* Task prompt
Drop every picture and copy exactly the lines from the one with "fitness logo on" through the last line of the listing below.

* Raw records
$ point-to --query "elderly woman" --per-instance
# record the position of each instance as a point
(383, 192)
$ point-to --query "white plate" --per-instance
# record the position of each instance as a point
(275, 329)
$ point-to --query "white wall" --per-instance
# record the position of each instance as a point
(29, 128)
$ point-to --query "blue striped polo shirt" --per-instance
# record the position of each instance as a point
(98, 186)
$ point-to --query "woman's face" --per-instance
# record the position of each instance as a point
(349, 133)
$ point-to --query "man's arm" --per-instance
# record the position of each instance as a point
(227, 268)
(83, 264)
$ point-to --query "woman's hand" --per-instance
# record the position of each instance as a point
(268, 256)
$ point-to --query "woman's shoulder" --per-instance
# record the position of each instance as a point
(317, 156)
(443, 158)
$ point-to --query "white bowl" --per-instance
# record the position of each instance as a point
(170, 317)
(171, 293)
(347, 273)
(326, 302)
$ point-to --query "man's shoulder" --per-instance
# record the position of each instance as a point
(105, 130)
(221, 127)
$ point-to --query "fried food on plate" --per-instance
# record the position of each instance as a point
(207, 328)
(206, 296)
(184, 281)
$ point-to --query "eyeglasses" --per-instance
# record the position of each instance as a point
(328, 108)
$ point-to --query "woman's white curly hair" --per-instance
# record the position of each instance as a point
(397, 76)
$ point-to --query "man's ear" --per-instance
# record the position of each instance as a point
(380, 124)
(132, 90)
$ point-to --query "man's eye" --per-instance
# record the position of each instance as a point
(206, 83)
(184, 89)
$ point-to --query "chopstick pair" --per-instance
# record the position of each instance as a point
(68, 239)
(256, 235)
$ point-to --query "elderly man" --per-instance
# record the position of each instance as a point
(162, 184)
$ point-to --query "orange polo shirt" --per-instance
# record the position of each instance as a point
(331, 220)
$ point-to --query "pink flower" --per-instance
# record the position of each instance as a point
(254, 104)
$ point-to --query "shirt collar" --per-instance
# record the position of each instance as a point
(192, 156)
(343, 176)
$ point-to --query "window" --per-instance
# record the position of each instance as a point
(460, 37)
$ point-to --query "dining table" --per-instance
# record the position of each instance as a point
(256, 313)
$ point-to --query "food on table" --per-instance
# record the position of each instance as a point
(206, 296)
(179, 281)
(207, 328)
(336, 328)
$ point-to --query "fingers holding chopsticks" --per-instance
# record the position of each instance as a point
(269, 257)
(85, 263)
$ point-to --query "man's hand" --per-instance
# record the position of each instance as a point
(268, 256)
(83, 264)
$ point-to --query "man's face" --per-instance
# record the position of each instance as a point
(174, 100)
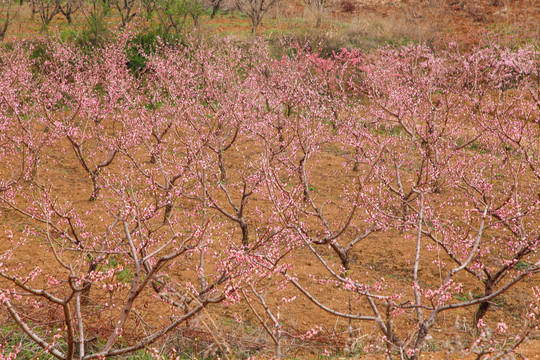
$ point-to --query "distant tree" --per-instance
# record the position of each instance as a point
(68, 8)
(47, 9)
(255, 10)
(317, 7)
(6, 15)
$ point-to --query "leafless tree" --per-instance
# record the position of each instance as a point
(6, 16)
(317, 7)
(255, 10)
(68, 8)
(47, 9)
(128, 9)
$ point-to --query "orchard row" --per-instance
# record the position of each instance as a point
(217, 175)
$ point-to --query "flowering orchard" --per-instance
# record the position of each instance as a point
(389, 191)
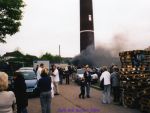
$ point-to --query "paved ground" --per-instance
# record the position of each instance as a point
(68, 102)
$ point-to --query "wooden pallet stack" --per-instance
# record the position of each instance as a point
(135, 77)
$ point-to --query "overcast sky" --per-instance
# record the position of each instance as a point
(46, 24)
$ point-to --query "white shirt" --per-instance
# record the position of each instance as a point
(7, 99)
(106, 76)
(56, 77)
(39, 73)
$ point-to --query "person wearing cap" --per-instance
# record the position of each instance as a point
(39, 70)
(55, 77)
(115, 83)
(107, 86)
(87, 77)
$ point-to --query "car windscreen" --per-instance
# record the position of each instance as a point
(28, 75)
(80, 71)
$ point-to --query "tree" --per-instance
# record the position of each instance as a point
(10, 16)
(53, 59)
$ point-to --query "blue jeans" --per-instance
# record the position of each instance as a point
(22, 110)
(45, 99)
(106, 94)
(88, 89)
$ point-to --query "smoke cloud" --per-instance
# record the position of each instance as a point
(102, 55)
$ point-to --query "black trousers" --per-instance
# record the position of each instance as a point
(116, 93)
(82, 93)
(67, 79)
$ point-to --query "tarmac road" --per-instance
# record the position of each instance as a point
(69, 102)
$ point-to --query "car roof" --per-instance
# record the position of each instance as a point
(26, 68)
(21, 70)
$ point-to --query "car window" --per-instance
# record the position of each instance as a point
(80, 71)
(28, 75)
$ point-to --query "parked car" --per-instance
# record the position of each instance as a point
(30, 80)
(80, 74)
(26, 68)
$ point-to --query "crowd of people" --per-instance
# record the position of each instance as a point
(48, 86)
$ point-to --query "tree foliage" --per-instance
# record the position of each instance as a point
(51, 58)
(10, 16)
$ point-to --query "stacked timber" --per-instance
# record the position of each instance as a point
(135, 78)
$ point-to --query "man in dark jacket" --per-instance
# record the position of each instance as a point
(44, 86)
(87, 77)
(115, 82)
(20, 93)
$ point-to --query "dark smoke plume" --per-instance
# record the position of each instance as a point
(102, 55)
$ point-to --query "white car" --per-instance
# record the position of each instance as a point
(30, 80)
(80, 74)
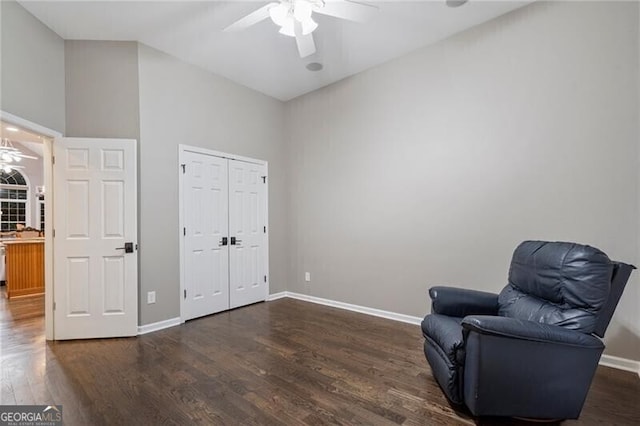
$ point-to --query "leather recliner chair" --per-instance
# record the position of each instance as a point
(532, 350)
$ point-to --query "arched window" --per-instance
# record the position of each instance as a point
(13, 200)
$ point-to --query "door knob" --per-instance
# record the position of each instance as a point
(128, 248)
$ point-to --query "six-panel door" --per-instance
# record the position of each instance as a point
(206, 257)
(247, 221)
(95, 280)
(224, 249)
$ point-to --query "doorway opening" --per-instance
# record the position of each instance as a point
(23, 222)
(25, 200)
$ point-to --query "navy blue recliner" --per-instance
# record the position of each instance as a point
(532, 350)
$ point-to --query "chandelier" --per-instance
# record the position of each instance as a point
(290, 13)
(10, 157)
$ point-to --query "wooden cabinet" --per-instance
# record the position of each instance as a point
(24, 267)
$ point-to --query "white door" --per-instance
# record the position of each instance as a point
(206, 249)
(94, 199)
(247, 233)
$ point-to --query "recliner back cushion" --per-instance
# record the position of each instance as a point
(557, 283)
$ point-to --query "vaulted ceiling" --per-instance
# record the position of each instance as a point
(259, 57)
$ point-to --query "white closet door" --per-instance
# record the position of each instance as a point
(205, 189)
(247, 221)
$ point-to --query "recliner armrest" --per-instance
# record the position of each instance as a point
(528, 330)
(460, 302)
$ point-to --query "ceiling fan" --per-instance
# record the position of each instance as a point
(294, 17)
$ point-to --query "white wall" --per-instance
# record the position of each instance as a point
(182, 104)
(31, 68)
(430, 169)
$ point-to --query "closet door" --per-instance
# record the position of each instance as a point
(247, 233)
(206, 256)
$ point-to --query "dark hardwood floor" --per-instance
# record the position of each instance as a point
(282, 362)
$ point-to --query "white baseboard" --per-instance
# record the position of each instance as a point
(349, 307)
(276, 296)
(605, 360)
(620, 363)
(160, 325)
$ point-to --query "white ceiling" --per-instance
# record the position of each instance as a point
(22, 138)
(259, 57)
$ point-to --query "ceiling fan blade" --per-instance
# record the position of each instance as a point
(252, 18)
(306, 44)
(346, 9)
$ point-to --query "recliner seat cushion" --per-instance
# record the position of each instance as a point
(564, 284)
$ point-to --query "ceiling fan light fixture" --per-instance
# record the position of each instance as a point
(309, 26)
(302, 10)
(279, 14)
(288, 28)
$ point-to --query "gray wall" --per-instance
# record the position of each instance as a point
(182, 104)
(102, 89)
(31, 68)
(430, 169)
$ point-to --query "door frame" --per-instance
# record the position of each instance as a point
(182, 149)
(47, 159)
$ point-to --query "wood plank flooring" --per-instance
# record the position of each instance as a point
(277, 363)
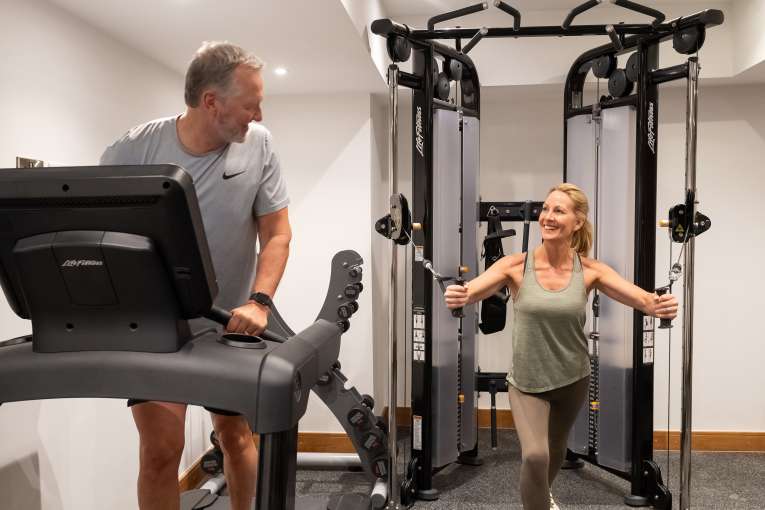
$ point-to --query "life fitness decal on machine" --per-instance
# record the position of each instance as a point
(419, 140)
(651, 128)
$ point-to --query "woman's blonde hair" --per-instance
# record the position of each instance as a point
(582, 239)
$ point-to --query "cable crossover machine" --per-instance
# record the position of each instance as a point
(610, 151)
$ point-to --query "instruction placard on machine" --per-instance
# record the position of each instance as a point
(648, 339)
(418, 335)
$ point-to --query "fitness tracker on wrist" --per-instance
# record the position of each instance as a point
(261, 298)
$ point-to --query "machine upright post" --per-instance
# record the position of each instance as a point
(393, 486)
(687, 389)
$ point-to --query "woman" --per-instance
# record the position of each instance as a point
(550, 374)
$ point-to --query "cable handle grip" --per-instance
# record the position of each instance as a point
(664, 323)
(459, 313)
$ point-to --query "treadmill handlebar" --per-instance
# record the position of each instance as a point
(223, 317)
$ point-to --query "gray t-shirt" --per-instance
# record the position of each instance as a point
(234, 185)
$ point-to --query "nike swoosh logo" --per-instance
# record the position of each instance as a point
(230, 176)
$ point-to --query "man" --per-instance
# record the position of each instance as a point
(243, 198)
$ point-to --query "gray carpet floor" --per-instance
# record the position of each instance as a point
(720, 481)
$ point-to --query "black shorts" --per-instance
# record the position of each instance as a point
(134, 401)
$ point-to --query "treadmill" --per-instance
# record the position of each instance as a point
(111, 264)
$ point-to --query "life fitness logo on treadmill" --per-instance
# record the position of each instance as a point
(651, 128)
(419, 141)
(82, 263)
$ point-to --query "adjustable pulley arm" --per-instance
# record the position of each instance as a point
(512, 11)
(658, 16)
(457, 14)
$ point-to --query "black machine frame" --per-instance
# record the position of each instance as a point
(645, 476)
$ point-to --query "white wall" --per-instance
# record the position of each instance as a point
(521, 154)
(324, 142)
(66, 91)
(749, 39)
(362, 14)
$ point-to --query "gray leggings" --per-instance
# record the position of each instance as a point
(543, 421)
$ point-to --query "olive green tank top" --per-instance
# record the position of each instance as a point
(549, 344)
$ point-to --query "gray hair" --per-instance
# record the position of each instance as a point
(213, 65)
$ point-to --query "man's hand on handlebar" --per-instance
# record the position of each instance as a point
(248, 319)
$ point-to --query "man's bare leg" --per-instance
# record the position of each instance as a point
(240, 456)
(161, 432)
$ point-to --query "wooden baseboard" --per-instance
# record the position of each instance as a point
(710, 441)
(193, 477)
(331, 442)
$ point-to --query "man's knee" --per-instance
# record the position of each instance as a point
(234, 436)
(538, 460)
(161, 451)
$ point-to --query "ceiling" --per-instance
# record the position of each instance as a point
(308, 37)
(400, 8)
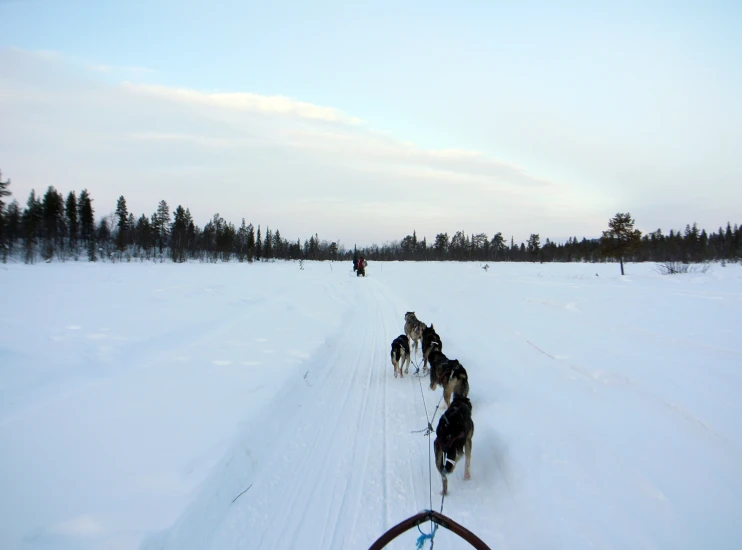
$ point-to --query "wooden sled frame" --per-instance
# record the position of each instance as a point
(422, 517)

* Exercise answer
$ point-to --query "life fitness logo on treadmill" --per-instance
# record the position of each instance as a point
(651, 128)
(419, 141)
(82, 263)
$ point-to --query "adjustable pulley arm" --per-instance
# record the position of each instance as a point
(512, 11)
(658, 16)
(457, 14)
$ point-to --query "black machine frame" --per-instance
# record the position of each instance as a point
(645, 476)
$ point-to --query "white wall" --per-instance
# record the position of each instance as a point
(521, 154)
(324, 142)
(66, 91)
(749, 39)
(362, 14)
$ point-to --query "gray leggings" --per-instance
# record the position of each instance as a point
(543, 421)
$ point-to --query "olive green tank top" --per-instance
# record the position of each instance as a point
(549, 344)
$ point-to --query "gray hair" --per-instance
# record the position of each instance as a point
(213, 65)
$ point-to --query "man's hand on handlebar" --per-instance
# record the position of each instance as a point
(248, 319)
$ point-to --query "man's bare leg" --per-instance
# record the position of each instance as a point
(240, 456)
(161, 432)
$ point-to --query "wooden baseboard" --per-instance
# record the position of each instance as a point
(710, 441)
(193, 477)
(331, 442)
$ point-to --query "man's knee" --per-instance
# record the position of each instance as a point
(234, 436)
(538, 460)
(161, 451)
$ point-to --query "ceiling" --per-instance
# record the position of each instance as a point
(308, 37)
(400, 8)
$ point-to --query "wooden sled frame" --per-instance
# record the position of each instance as a point
(422, 517)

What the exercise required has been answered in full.